**DIRECTIVES:**
1. For each statement below, answer yes or no on whether it agrees with the passage on Sanjar and the Nizari Assassins, and quote the words that decide it.
(a) Sanjar settled his capital at Marv.
(b) The enslavement of Ismaili women and children was in keeping with Islamic law.
(c) Under the agreement with Sanjar, the dais were free to proselytize in his lands.
2. Answer these questions from the passage on Sanjar and the Nizari Assassins.
(a) What did the shahnas collect for the sultan's table?
(b) Which area did Sanjar's emirs work against for years?
(c) Where was the dagger struck while the sultan slept?
3. Carry the passage on Sanjar and the Nizari Assassins forward from its final sentence.

**EXTRACT:**
[START]
The Khitai Liao Dynasty of China had fallen and the Khitai were pushed from western China by the new lords of China, the Jin. The Khitai were still a powerful force, however, and they displaced the Ghuzz Turks, who, having nowhere else to go, had started to enter the Dar al-Islam en masse, once again, from 1100 onwards. All this would give rise to the myth of Prester John in the west and the hopes of the Crusader kingdoms that a great Christian king would ride from the east to destroy Islam. What it meant for Sanjar was that his presence in the east was required more than in the west of his lands. He therefore settled his capital at Marv, and tried to deal with the Ghuzz migration, through military confrontation and partly through meeting their needs for pasture and attempting to pacify them, using officers called shahnas. These officers treated the Ghuzz as special subjects and whilst they collected dues of sheep for the sultan’s table, they also ensured there was enough grassland and water for each tribe. This appeasement of the Ghuzz worked for a while, but the unruly tribesmen, and the problem of maintaining his superiority in the highly chaotic world of Saljuq politics, distracted Sanjar to a great extent from his third problem – the need to destroy the Nizari Assassins.
Sanjar did, however, manage to campaign on and off against the Assassins of Alamut in person and his emirs worked away against Quhistan for years, burning cropland and denuding the area of its population. The Saljuq troops were told once again that the enslavement of Ismaili women and children was acceptable. This was totally against Islamic law but the Nizaris’ status as mulhid meant they were outside of the umma and this fine point of theology allowed the Saljuqs to put them into bondage.
The sultan’s first brief campaign against Hasan’s stronghold was brought to a sudden halt by the grand master’s imaginative correspondence, which was effectively the medieval equivalent of a letter-bomb campaign:
Hasan-i-Sabbah would send ambassadors to seek peace but his offers were not accepted. He then by all manner of wiles bribed certain of the sultan’s courtiers to defend him before the sultan; and he suborned one of his eunuchs with a large sum of money and sent him a dagger, which was struck in the ground beside the sultan’s bed one night when he lay in a drunken sleep. When the sultan awoke and saw the dagger he was filled with alarm but not knowing who to suspect he ordered the matter to be kept secret. Hasan-i-Sabbah then sent a messenger with the following message: ‘Did I not wish the sultan well that dagger which was struck into the hard ground would have been planted in his soft breast’. The sultan took fright and from then on inclined towards peace with them. In short because of this imposture the sultan refrained from attacking them and during his reign their cause prospered.*
Juvaini has the story half right. In fact the Nizaris did not prosper in this period but they did consolidate what they had. After Sanjar’s emissaries had witnessed one fidai cutting his own throat and another leaping from Alamut’s battlements to his death upon a mere nod from Hasan, there was a tacit agreement made between Sanjar and the grand master that the Nizaris should retain their lands and most of the revenue they drew from it, as long as they remained ‘good’ subjects of the sultan. Sanjar also appears to have gained from this accord the opportunity to have fidai’in deployed against mutual enemies, and a promise that the dais would not proselytise in his lands. Hasan seemed to have secured a great deal with Sanjar and, given the relentless Saljuq assaults of the last few years, he may have needed just such an agreement, if only to repair the physical fabric of his state. However, in many ways the agreement was the beginning of the end of the Nizari Assassins as a real force in Persian life. Their dawa was the state’s raison d’être and it demanded that conversion to Ismailism and destruction of the upholders of wrong religion must continue. By voluntarily denying themselves the right to preach everywhere, they effectively gave up the ends for which their killings were the means – the Ismaili faith’s eventual victory in the lands of Islam. Without that goal, the faith was little more than an increasingly ossified exercise in religious conservatism, and without a cause they were little more than common murderers. It would take another great religious revolution, and the leadership of another remarkable leader in Syria, to at least partially revive its soul.
[END]
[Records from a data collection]
[START]
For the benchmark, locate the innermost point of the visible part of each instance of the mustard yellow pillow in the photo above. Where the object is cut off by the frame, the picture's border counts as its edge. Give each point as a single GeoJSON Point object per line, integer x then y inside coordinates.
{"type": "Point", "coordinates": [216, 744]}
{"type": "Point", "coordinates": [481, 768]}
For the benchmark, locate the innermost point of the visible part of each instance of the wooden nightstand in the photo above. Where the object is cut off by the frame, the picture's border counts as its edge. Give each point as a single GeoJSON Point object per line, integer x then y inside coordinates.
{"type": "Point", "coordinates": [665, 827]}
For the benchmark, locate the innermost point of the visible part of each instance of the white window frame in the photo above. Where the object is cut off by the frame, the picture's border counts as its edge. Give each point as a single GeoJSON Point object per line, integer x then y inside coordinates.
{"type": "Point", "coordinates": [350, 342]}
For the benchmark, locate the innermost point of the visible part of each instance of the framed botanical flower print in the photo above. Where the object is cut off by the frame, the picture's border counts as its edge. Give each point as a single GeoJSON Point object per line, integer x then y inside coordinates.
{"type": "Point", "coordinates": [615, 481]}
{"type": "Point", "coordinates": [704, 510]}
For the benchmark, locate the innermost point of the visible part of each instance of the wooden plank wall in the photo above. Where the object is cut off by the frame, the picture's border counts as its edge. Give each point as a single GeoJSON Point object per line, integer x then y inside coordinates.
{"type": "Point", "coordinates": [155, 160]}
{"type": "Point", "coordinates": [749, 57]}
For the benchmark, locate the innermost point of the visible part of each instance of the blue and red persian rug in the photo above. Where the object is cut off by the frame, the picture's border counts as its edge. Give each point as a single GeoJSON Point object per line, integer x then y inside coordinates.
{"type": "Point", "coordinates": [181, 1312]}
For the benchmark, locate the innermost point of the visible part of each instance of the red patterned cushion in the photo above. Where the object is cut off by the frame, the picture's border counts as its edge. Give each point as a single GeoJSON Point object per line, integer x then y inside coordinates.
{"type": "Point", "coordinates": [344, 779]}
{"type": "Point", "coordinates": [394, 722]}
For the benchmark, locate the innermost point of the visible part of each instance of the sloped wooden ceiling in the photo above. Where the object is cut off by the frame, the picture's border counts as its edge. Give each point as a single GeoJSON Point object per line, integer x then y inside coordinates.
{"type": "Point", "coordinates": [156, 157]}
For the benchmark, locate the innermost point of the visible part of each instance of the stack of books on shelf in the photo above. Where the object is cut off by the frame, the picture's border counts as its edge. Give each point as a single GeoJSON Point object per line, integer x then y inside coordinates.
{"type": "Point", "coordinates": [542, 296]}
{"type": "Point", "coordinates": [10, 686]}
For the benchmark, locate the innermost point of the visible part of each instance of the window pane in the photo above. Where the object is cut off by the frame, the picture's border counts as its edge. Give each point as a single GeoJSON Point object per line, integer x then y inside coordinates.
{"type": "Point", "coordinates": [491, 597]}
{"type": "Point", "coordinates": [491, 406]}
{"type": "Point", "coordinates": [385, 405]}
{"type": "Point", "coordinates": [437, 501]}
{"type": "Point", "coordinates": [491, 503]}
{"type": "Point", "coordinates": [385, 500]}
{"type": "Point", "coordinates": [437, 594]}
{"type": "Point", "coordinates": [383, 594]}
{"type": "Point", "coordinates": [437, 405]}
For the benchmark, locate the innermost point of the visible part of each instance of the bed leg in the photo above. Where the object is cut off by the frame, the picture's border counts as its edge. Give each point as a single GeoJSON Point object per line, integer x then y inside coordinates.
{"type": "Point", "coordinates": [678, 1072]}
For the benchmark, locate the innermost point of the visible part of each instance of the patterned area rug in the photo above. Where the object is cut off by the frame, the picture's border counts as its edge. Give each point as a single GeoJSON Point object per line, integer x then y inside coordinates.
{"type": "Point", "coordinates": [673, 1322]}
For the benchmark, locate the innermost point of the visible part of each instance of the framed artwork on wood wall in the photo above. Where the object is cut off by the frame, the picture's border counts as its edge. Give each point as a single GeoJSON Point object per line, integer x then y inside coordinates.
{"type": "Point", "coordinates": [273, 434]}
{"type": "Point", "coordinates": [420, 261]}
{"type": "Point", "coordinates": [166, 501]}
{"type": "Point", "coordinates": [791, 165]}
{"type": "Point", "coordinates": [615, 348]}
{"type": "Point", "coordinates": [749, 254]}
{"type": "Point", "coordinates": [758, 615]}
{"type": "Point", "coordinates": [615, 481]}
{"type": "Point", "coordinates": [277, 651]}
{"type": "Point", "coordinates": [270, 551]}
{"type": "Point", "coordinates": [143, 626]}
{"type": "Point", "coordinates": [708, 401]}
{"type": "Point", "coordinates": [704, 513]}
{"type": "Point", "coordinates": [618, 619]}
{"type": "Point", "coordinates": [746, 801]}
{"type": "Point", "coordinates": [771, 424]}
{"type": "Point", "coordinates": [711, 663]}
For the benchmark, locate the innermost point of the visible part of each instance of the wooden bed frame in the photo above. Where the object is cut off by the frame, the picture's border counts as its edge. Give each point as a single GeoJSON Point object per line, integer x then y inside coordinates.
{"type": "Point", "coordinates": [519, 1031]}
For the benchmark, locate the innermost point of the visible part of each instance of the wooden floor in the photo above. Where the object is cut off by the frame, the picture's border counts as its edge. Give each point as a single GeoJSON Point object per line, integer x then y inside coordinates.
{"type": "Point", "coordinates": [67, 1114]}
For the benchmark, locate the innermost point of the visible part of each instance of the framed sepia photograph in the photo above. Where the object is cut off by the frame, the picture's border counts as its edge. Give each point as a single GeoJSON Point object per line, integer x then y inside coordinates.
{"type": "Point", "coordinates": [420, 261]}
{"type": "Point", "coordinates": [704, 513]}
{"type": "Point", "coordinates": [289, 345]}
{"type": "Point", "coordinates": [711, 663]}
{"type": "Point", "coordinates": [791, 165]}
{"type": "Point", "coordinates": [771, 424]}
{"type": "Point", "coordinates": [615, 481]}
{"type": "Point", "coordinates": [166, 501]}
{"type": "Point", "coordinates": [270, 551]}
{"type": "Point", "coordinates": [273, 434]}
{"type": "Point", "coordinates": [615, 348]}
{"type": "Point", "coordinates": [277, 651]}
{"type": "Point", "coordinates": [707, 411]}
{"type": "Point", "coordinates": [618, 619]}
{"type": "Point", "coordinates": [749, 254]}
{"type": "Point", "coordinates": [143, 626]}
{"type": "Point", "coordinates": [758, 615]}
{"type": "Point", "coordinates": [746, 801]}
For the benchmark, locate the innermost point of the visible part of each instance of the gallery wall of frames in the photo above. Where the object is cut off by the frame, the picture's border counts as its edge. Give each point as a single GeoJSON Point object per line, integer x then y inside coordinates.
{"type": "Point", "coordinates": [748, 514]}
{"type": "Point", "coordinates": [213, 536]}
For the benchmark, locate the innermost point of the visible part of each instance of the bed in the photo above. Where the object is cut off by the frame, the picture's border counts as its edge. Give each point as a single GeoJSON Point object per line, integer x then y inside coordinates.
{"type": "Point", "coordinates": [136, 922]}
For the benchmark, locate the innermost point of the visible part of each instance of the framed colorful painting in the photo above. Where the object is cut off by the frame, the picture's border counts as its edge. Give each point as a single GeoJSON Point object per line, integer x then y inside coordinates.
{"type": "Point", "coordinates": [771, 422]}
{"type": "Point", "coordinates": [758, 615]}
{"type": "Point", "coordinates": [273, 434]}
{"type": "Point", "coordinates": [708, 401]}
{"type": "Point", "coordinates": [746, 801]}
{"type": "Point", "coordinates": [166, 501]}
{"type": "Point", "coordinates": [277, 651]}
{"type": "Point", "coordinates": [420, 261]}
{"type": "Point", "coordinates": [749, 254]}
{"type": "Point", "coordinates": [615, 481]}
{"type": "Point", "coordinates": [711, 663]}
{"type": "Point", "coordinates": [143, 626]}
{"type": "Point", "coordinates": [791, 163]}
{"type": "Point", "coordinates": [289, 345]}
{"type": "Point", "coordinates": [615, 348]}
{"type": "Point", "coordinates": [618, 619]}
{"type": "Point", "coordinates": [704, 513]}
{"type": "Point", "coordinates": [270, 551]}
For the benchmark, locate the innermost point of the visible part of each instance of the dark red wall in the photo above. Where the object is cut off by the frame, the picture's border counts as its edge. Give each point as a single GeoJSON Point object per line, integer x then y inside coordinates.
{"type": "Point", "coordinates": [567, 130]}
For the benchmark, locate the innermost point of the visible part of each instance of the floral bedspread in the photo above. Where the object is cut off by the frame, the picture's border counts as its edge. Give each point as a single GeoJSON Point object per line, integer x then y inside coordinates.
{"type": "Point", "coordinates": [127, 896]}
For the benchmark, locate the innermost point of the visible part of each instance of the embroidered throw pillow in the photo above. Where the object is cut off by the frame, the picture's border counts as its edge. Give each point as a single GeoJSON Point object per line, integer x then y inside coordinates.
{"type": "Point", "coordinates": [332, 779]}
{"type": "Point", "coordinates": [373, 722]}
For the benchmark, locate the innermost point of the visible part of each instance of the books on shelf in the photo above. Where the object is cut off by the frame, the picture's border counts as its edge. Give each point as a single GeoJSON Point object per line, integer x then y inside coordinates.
[END]
**RESULTS IN ORDER:**
1.
(a) Yes: "He therefore settled his capital at Marv"
(b) No: "This was totally against Islamic law"
(c) No: "a promise that the dais would not proselytise in his lands"

2.
(a) Dues of sheep.
(b) Quhistan.
(c) In the ground beside the sultan's bed.

3.
Hasan died in 1124, certainly of natural causes, and perhaps even comfortably in his bed. Given the landscape of blood and murder that medieval Persian politics was, this in itself was quite a feat, but his achievement was much more than that. He had created the oddest of things – a dictatorship that individuals entered into freely. There was no free thinking for adherents of the grand master – acceptance of his teaching as the representative of the imam and a total rejection of free choice was the only path to Paradise. To modern eyes, such devotion might seem to be a suffocation of all things human, but for creating an army of God on earth it was ideal and it would maintain the Nizari Assassin cause through another century and a half of struggle.
The struggle with the Saljuqs reignited in 1126, with assaults by Sanjar’s emirs against both Quhistan and Alamut. Hasan had selected Buzurg Umid as his successor – the choice was not surprising: Umid had been a child page in the castle of Alamut before its capture by Hasan, and had been taken under the grand master’s wing from an early age. He had also led the assault that had captured the castle of Lamasar. The fact that he and his comrades had moved so calmly and methodically around the castle, slitting the throats of all of its inhabitants surely proved that he was just the man of steel to follow the man of ice.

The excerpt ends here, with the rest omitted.